Excerpt to read:
☆ ☆ ☆ ☆
Here are some others who vied with Ingo Johansson for the title of Sportsman of the Year. Picked by Sports Illustrated's experts, they are first citizens of the world of sport

It was the year of the Johansson-Patterson fight and the revolution in boxing, but it was also the year the Yankees lost the pennant, the year Casey Stengel was humiliated by a dismal third-place finish. To Al Lopez, who beat Casey, an admiring bow, and to one of Al's key players a special salute (see next page). It was a rare baseball year: an unknown with the Washington Senators named Harmon Killebrew turned into a sensational slugger, and the Los Angeles Dodgers, seventh in 1958, won not only the National League pennant but the World Series as well. College football was shot through with upsets, which stimulated everyone except those who had to play Syracuse. Pro football, on the other hand, followed form: the New York Giants and the Baltimore Colts were the big fellows again. Track and field brought the Soviet Union and the U.S. together in Philadelphia, the City of Brotherly Love, and while the competition was strong, the spirit of amity was evident everywhere. Not so, unhappily, in the area of the Olympics, where the question of Nationalist China vs. Communist China caused an uproar and got Avery Brundage into another headline hassle. There was a hassle in our editorial offices, too. Everyone agreed that Ingemar Johansson was a splendid choice for Sportsman of the Year, but the question of who deserved special recognition as runners-up provoked a few arguments. Our experts, who cover everything from pro football (Tex Maule) to modern pentathlon (Alice Higgins), settled on the 15 people pictured on the following pages.
☆ ☆ ☆ ☆
Complete the following:
A. According to the Sportsman of the Year excerpt, which team finished seventh in 1958 and then won both the National League pennant and the World Series?
B. For each statement, say whether the Sportsman of the Year excerpt agrees, and quote the deciding words: (i) The Yankees won the pennant that year. (ii) Pro football followed form. (iii) The experts settled on 15 people for recognition.

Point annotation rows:
☆ ☆ ☆ ☆
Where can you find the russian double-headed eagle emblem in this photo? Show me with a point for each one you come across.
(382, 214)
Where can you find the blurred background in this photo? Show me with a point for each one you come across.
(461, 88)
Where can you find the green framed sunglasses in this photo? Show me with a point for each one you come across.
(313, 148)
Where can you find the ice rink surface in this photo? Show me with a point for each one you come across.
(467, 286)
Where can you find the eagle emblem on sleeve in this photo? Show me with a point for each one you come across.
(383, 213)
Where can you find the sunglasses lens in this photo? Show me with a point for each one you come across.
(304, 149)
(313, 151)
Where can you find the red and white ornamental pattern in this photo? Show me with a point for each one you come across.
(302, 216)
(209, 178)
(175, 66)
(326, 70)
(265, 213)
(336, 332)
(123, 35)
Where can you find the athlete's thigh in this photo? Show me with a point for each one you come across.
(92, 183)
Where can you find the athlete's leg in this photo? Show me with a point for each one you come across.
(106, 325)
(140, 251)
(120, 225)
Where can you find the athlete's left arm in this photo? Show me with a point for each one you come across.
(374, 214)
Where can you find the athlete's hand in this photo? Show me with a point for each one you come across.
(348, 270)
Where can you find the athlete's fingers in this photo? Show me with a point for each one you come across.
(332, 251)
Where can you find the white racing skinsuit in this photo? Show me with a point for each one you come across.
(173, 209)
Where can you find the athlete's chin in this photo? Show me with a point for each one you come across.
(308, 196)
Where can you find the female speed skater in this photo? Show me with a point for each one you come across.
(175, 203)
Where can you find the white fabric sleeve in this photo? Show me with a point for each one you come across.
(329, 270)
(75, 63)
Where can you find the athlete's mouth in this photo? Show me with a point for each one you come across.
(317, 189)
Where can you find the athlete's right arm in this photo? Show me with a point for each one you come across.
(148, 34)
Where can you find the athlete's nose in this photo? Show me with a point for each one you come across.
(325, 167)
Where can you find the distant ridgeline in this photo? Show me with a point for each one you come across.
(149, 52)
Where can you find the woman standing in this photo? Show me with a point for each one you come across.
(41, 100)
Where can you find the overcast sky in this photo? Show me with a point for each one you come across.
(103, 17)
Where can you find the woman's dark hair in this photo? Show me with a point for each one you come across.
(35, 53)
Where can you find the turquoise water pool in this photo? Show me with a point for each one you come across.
☆ ☆ ☆ ☆
Outputs for the tasks:
A. The Los Angeles Dodgers

B.
(i) No: "the year the Yankees lost the pennant"
(ii) Yes: "Pro football, on the other hand, followed form"
(iii) Yes: "settled on the 15 people pictured on the following pages"